■ **Exercise passage**:

-=-=-=-=-

Let's just hit the highlights. I have an antibacterial shower to take.
Like any law abiding American, I walked in, got my number and took a seat. The Social Security office is comparable to church in that no one wants anyone to see the back of their head. There were few people in the front row. A few more in the middle row. One more in the back row. And the side chairs lining the perimeter of the room were packed. Standing room only.
Like we do on Sundays, I fit myself into the back row. I was able to see every one enter and leave. More importantly, I was easily accessible to the exit at all times. I sat next to an adorable 3 year old and her parents. I figured she was small, gave me elbow room, and didn't reek of booze and/or cigarettes.
Then, just in time to ruin the first three minutes of my experience, that adorable child pulled 1/2 pound of lint out of her bellybutton and handed it to her mother. Enough to fill a sock, and maybe a teddy bear. I couldn't handle it. Immediately, I checked the sound settings on my phone to see if the camera would make that loud "campichit!" noise if I started taking pictures. This required documentation.
A toddler sat in front of me with his young mother. Also very cute and curious (the toddler). He enjoyed smiling through his three or so teeth. He also enjoyed giving high fives to each of us in the back row. Children and adults alike. And climbing on the chairs. And making the water fountain splash. And exploring the men's bathroom. I learned thirty minutes later that his name was Cage. Which, ironically, is exactly where he belonged.

-=-=-=-=-

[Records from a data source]

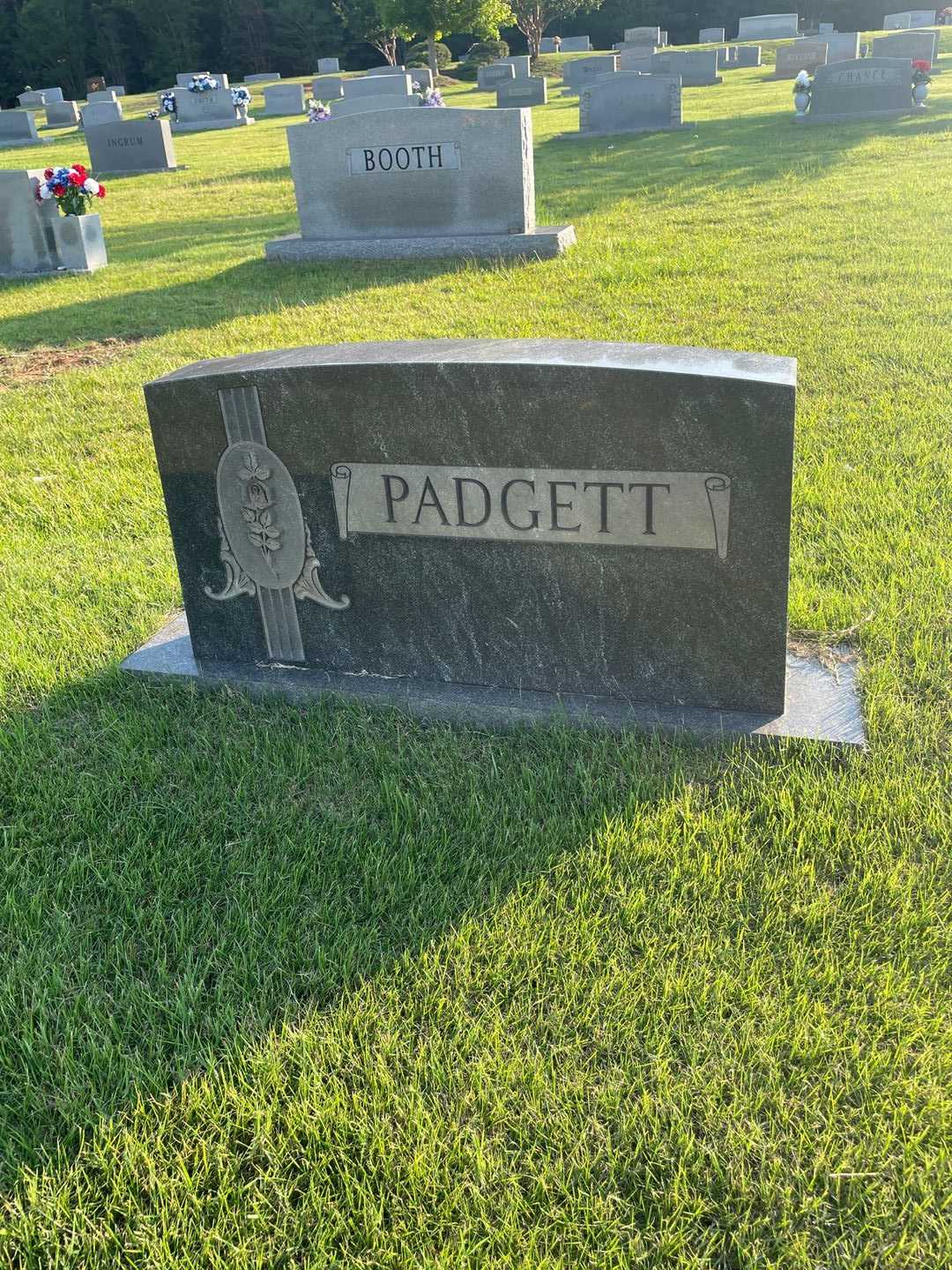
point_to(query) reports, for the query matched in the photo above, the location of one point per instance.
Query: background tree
(378, 23)
(532, 17)
(435, 19)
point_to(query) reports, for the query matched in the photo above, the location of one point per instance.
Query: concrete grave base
(848, 118)
(545, 242)
(210, 124)
(822, 704)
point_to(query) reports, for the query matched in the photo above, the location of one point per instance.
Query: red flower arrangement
(71, 187)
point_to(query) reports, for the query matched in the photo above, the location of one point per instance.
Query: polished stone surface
(574, 517)
(131, 147)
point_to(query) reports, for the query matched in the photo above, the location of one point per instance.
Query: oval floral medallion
(262, 513)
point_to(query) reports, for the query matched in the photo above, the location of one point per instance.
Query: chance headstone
(283, 100)
(199, 112)
(417, 183)
(631, 103)
(374, 86)
(131, 147)
(914, 45)
(366, 104)
(26, 242)
(609, 519)
(768, 26)
(524, 90)
(867, 88)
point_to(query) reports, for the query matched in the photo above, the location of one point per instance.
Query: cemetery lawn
(328, 987)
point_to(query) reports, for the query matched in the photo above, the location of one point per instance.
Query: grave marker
(417, 183)
(867, 88)
(524, 90)
(131, 147)
(768, 26)
(603, 531)
(631, 103)
(283, 100)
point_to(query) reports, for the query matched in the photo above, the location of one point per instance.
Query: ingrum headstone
(404, 184)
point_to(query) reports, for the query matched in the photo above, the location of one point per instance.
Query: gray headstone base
(546, 242)
(210, 124)
(822, 704)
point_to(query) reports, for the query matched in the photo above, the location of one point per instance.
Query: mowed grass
(328, 987)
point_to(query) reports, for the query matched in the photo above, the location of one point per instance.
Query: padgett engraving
(602, 508)
(426, 156)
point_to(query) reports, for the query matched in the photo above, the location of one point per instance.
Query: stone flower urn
(79, 243)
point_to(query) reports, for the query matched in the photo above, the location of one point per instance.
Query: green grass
(326, 987)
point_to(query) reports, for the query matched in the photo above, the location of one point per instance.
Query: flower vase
(79, 243)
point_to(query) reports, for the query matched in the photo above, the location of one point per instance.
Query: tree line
(144, 43)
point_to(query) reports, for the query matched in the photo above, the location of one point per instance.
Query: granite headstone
(697, 68)
(394, 184)
(805, 55)
(201, 112)
(490, 77)
(283, 100)
(100, 112)
(61, 115)
(19, 129)
(26, 240)
(132, 146)
(524, 90)
(867, 88)
(599, 519)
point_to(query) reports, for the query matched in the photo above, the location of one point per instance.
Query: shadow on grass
(582, 176)
(187, 870)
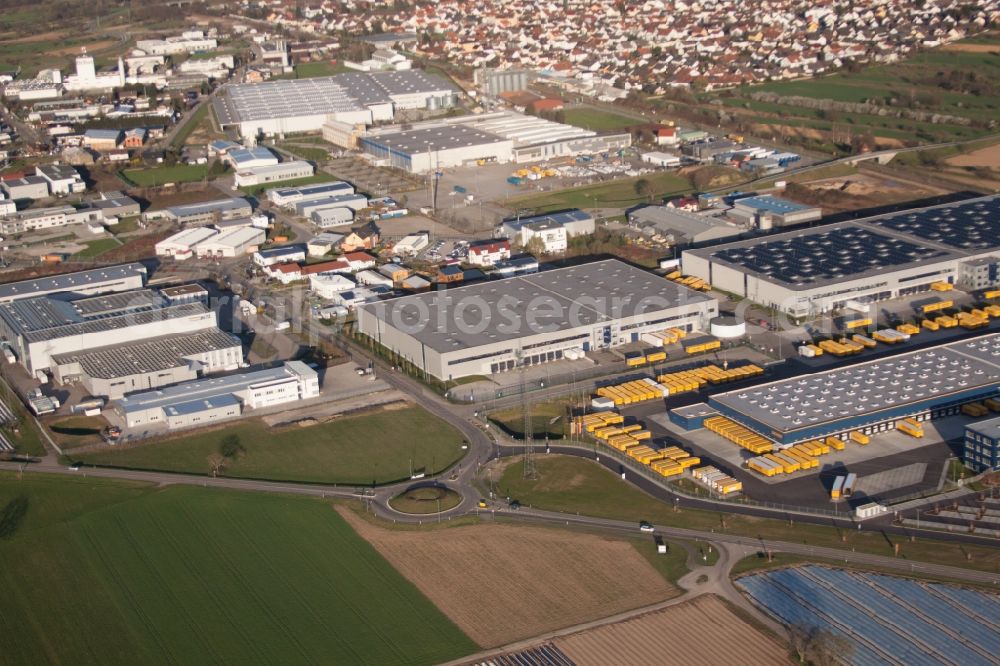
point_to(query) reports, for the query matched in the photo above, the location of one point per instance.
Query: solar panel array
(972, 226)
(886, 619)
(834, 254)
(870, 387)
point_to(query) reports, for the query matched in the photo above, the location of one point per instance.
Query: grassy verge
(97, 247)
(615, 194)
(318, 177)
(180, 173)
(576, 485)
(597, 120)
(547, 418)
(183, 574)
(371, 448)
(426, 500)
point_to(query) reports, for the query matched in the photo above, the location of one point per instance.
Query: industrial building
(870, 397)
(231, 242)
(125, 277)
(112, 371)
(261, 175)
(981, 452)
(679, 227)
(817, 270)
(504, 136)
(303, 105)
(289, 196)
(207, 212)
(37, 329)
(181, 245)
(767, 212)
(554, 229)
(198, 403)
(487, 327)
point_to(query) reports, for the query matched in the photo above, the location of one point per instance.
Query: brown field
(984, 157)
(501, 583)
(972, 48)
(700, 631)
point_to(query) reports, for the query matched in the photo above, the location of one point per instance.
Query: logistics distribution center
(867, 397)
(821, 269)
(501, 137)
(305, 105)
(485, 328)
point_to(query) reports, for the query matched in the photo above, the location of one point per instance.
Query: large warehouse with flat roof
(817, 270)
(304, 105)
(485, 328)
(871, 396)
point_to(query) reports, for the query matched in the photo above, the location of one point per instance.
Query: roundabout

-=-=-=-=-

■ **Requirement 1**:
Answer these questions about the Social Security office passage.
(a) In which row did the writer sit?
(b) What did the 3-year-old pull out of her bellybutton, and to whom did she give it?
(c) What was the toddler's name?
■ **Requirement 2**:
Carry on the account of the Social Security office visit, picking up after its final sentence.

■ **Final answer 1**:
(a) The back row.
(b) She pulled 1/2 pound of lint out of her bellybutton and handed it to her mother.
(c) Cage.

■ **Final answer 2**:
I entered this situation knowing I'd have to wait a bit. I pulled number 360 and they called 344 shortly after I got seated. Twenty minutes after my arrival a gal in a wheelchair arrived and set up shop behind me. She wanted to be there as much as I did. Which wasn't at all.
In fact, she didn't want to be there so badly, she found no value in getting dressed for the occasion. With her flannel pajama pants still on, she said, " If Ida knowed this was gonna take so long, I woulda gone home an showered."
I responded with, "There's still time." Of course, that was all in my head - where I'm 1 foot taller, 10 times wittier and about 100 lbs. heavier. I never had the guts to say it aloud.
47 minutes after I blazed through the doors, I was at the desk confirming my parents were legal citizens and that Cody actually had the guts to rope the wind.
I was prepared enough to prove both in writing.
I exploded through the north door of the Social Security office like I hadn't breathed through my nose in an hour. Probably because I hadn't. Another step closer to the name change, another lunch break wasted. I think tomorrow I'll spare myself spend the hour doing something more pleasant. Like stepping on legos.